**Task objective:** The material below must be restated exactly, line by line.

((

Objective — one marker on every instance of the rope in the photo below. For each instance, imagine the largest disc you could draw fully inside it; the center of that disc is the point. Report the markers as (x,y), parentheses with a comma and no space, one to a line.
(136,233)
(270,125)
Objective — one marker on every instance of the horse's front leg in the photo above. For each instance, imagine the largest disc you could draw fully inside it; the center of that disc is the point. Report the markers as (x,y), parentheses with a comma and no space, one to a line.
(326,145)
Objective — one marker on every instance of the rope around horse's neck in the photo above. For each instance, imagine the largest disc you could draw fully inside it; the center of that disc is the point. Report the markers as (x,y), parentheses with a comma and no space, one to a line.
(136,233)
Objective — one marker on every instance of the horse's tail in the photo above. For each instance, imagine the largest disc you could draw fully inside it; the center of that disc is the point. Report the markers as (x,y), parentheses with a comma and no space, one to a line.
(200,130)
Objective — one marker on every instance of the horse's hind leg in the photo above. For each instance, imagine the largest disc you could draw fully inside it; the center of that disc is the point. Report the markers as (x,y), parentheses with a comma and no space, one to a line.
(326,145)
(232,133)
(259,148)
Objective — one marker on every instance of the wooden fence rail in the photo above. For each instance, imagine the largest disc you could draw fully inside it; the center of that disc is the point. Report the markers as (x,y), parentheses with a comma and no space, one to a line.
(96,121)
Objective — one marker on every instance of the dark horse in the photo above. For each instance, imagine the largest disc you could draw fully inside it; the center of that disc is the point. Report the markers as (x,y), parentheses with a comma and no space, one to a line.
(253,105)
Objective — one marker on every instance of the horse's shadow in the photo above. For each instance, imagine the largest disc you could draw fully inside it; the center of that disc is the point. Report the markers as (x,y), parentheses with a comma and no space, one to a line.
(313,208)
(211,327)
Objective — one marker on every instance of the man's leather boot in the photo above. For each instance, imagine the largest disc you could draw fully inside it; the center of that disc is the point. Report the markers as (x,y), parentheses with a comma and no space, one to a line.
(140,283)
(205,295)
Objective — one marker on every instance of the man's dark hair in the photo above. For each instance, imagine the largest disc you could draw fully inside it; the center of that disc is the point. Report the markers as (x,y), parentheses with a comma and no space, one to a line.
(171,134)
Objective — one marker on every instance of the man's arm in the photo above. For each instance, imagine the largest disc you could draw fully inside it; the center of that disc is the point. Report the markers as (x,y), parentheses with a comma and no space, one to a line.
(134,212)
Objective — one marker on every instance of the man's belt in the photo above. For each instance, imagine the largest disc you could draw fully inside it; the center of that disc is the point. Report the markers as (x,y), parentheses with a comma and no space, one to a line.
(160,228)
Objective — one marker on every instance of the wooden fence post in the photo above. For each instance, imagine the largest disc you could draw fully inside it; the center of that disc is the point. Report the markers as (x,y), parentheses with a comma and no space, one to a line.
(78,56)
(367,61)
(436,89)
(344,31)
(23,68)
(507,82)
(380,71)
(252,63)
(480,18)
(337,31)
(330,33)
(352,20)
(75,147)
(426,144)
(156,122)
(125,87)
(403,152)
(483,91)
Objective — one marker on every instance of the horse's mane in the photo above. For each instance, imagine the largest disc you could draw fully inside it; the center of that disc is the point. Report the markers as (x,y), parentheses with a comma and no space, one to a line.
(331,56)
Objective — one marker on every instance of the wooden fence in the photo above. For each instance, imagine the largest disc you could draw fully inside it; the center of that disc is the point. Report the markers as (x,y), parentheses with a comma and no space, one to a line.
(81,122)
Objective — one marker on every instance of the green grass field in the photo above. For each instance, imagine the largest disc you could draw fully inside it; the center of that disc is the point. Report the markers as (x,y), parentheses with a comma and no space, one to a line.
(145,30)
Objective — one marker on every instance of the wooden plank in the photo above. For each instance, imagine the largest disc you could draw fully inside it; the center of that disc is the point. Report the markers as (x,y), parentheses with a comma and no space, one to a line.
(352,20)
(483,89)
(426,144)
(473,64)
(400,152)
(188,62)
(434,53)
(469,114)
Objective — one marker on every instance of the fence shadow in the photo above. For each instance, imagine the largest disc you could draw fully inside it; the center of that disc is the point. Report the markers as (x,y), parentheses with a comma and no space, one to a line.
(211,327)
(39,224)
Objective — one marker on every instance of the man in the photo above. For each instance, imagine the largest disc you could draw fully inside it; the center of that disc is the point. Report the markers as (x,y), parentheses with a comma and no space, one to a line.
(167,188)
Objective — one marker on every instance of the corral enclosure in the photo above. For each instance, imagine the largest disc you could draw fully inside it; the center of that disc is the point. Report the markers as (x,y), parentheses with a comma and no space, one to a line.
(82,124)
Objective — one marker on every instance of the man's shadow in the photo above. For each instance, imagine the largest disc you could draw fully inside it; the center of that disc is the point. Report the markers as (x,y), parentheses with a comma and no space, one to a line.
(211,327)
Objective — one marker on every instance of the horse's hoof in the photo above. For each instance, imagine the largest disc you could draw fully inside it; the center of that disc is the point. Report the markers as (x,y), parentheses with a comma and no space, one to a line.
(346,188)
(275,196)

))

**Worked solution:**
Objective — one marker on every instance of the rope in the photo below. For each instance, imagine the largest disc you could draw fully inside it; the center of that disc is the point. Report the markers as (x,y), parentheses with a comma and no space, one to a line.
(136,233)
(270,125)
Objective — one marker on every instance of the horse's front leg in the photo above. For each instance, imagine the largest disc you could draw fully inside it; the center of that disc is the point. Report the markers as (x,y), parentheses with a comma and no space, one to a line.
(326,145)
Objective — one marker on every instance of the rope around horse's neck in the photo above. For each instance, imagine the largest disc you could draw fully inside it; the center of that disc is the point. Report the markers as (x,y), parentheses with a comma and no space, one to a line.
(136,233)
Objective — one marker on every instance of the horse's tail in the photo above. For each instance, imagine the largest disc you could draw fully inside it; the center of that disc is the point. Report the markers as (x,y), parentheses with a comma and no space, one to a line.
(200,130)
Objective — one marker on every instance of the horse's hind leg in the photo above. For each instance, imagine the largest disc you could draw fully inside it; the center of that disc is the point. Report the markers as (x,y), parentheses with a comma and no space, one to a line.
(326,145)
(232,133)
(259,148)
Objective — one marker on every instance of the wooden fence rail in the photo above. For each instance, imagine the largest disc you could draw fully inside it; the center of that disc is the point. Report the markers as (x,y), parentheses with a comma and no space, one to a line.
(96,121)
Objective — one marker on every instance of the dark horse in the photo above. For each instance, imagine the largest disc you could draw fully inside it; the center of that disc is the point. Report the markers as (x,y), parentheses with a comma and no space, one to a line.
(253,105)
Objective — one marker on every instance of the horse's shadow in the photo above. For each instance, imagine the largest disc you could draw fully inside it; the center of that disc is the point. Report the markers as (x,y), parentheses with a comma and no space, one to a line.
(313,208)
(211,327)
Objective — one marker on every instance of the man's leather boot in the photo above. For each instance, imagine the largest disc you could draw fully inside it; the center of that disc is the point. Report the markers as (x,y), parentheses with a comma and no space, one to a line.
(140,283)
(205,295)
Objective — one marker on every instance of the man's dark hair in the photo above. For each instance, imagine the largest disc you could draw fully inside it; the center of that disc is the point. Report the markers as (x,y), parentheses with a comma and no space, one to a line.
(171,134)
Objective — one marker on every instance of the man's arm in the photo above. For each instance, imagine the largest disc you could draw fully inside it; the center of that disc is the point. Report the markers as (x,y), parentheses with a comma and no space, one to a line.
(134,212)
Objective — one marker on every instance of the man's belt in the photo above. For each instance, imagine the largest disc you could draw fully inside it; the center of that disc is the point. Report the markers as (x,y), parentheses with a comma and no space, one to a line.
(160,228)
Objective — one marker on every instance of the wooden fence post in the photo above. For each instance, imagine the largest disc you could draw fully inside it; the center of that disc is the point. Report the markers as (x,y), parentheses with a comma and no space, one to a line.
(78,56)
(367,61)
(436,89)
(344,31)
(23,68)
(507,82)
(380,71)
(252,63)
(480,18)
(337,31)
(330,33)
(352,20)
(75,147)
(426,144)
(156,122)
(125,87)
(403,152)
(483,91)
Objective — one marker on every instance of the horse's mane in the photo above. For each instance, imagine the largest disc you could draw fully inside it; the center of that disc is the point. Report the markers as (x,y), parentheses with a comma and no space, one to a line.
(331,56)
Objective — one marker on every instance of the wooden fence in the photo above. For each instance, imagine the largest disc you could draw fully inside it; the center of that disc is the point. Report the markers as (x,y), parentheses with a comma and no space, one to a line.
(81,122)
Objective — one marker on every instance of the green grass field in the photo above. For each instance, imagine the largest disc you could draw fully inside it; the center of that disc is the point. Report the markers as (x,y), parentheses with a comma and no space, one to a line.
(145,30)
Objective — one marker on every instance of the wooden plank in the photo above. For each instance, imagine the largest disc you could draw fully inside it; the center of that disc is the point. Report the markers as (x,y), parentheses with a comma and no space, one to a line.
(352,20)
(483,89)
(426,144)
(473,64)
(400,152)
(188,62)
(434,53)
(469,114)
Objective — one marker on every instance of the fence shadow in the photo above. For each instance, imagine the largest disc you could draw fully inside it; the center of that disc is the point. Report the markers as (x,y), parentheses with a comma and no space, one to a line.
(211,327)
(39,224)
Objective — one marker on every instance of the man in the photo above. For each instance, imagine the largest disc you could draw fully inside it; the center of that disc is the point. Report the markers as (x,y), parentheses with a comma and no space, one to a line.
(167,188)
Objective — one marker on every instance of the corral enclosure in the photo above. For each instance, imagine the largest disc you could draw fully inside it; the center of that disc is the point. Report the markers as (x,y), parentheses with a comma and no space, one to a line.
(82,124)
Objective — one marker on every instance of the man's shadow in the photo above. For each instance, imagine the largest disc you could draw fully inside it; the center of that disc is the point. Report the markers as (x,y), parentheses with a comma and no space, one to a line.
(211,327)
Objective — one marker on every instance of the horse's hoof in the photo above. For each instance, imagine the largest disc you could draw fully inside it; the center of that disc is the point. Report the markers as (x,y), parentheses with a comma and no space, one to a line.
(346,188)
(275,196)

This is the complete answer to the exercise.